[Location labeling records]
··········
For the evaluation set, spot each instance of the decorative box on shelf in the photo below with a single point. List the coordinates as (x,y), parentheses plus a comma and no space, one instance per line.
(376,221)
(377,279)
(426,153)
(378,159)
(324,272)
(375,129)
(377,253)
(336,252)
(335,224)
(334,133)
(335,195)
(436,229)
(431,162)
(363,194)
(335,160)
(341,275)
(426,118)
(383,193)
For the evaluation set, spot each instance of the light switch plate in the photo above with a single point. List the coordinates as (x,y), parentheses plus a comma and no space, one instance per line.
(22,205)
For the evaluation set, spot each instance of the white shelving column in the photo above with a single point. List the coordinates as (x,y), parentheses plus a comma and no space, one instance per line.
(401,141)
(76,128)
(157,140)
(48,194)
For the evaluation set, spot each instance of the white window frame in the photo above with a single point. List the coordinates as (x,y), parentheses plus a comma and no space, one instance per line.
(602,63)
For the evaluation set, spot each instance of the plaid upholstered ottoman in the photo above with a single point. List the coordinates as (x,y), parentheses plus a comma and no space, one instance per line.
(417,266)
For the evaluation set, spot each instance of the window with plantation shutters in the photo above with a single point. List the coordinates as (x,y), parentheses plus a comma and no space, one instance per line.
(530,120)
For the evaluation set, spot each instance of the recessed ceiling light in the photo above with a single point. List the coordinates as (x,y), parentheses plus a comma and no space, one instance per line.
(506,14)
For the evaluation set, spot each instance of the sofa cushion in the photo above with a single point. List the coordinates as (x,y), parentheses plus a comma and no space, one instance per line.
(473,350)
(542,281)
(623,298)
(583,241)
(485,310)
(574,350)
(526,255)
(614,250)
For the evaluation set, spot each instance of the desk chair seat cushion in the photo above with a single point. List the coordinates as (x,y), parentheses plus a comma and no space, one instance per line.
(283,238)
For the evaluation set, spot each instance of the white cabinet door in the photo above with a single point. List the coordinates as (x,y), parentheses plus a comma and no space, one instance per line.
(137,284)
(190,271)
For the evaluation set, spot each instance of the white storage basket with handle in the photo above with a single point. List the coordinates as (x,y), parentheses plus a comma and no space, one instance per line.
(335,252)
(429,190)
··········
Please extract every line of the records above and reproduce each one verbatim, in its original order.

Exercise response
For the evaluation set, spot each instance of the decorative box on shelf in the photo below with a single point. List the coordinates as (x,y), parentheses plus a comma and no space, one instance per line.
(376,221)
(377,279)
(426,153)
(378,159)
(324,272)
(375,129)
(377,253)
(336,252)
(335,224)
(334,133)
(335,195)
(436,229)
(431,162)
(363,194)
(335,160)
(341,275)
(426,118)
(383,193)
For the evaluation set, spot each instance of the light switch plate in the photo above with a single point. List the coordinates as (x,y), parentheses plus a comma and no space, one instance per line.
(22,205)
For the evaluation set, spot each instance of the white shelving column in the photo above with a single point. List the coordinates as (x,y), parentheses plus a comma and no space, one instance per line.
(401,141)
(76,128)
(157,140)
(48,194)
For the evaluation set, spot each instance of the white window frame in the photo above with a single point. List the coordinates as (x,y), parentheses plus a comma and no space, one instance per line.
(602,63)
For the evaluation set, spot each instance of the plaid upholstered ottoman in the photo above with a single point. List the coordinates as (x,y), parentheses plus a comma and no space, one instance per line.
(417,266)
For the evaluation set, spot each instance of the window with plantation shutters in the photo above with a single point. List the coordinates as (x,y), parentheses plus a comma and no space, one instance per line.
(530,120)
For the evaluation set, spot each instance of the recessed ceiling light in the photo above with a single point. List the coordinates as (x,y), parentheses plus a comma and no space, one instance per line.
(506,14)
For the evaluation set, spot each instance of the sofa cushion in the photo above with a single point. List the coordinates as (x,y), parentheses plus a comma and no space, one instance per line.
(473,350)
(542,281)
(623,298)
(583,241)
(485,310)
(574,350)
(526,255)
(614,250)
For the evaluation set, spot each instance of the desk chair seat cushion in the photo above with a single point. List the coordinates as (x,y), parentheses plus a comma and no space, one instance per line.
(283,238)
For the evaluation set, spot each instance of the white cabinet door in the photo above with a single point. List the coordinates as (x,y), parentheses plus a comma and no space, one instance per line.
(137,284)
(190,271)
For the evaluation set, spot each instance of the white storage basket with handle in the photo above with a single point. List the coordinates as (x,y), parentheses plus a comma and no space, one instance per line.
(335,252)
(429,190)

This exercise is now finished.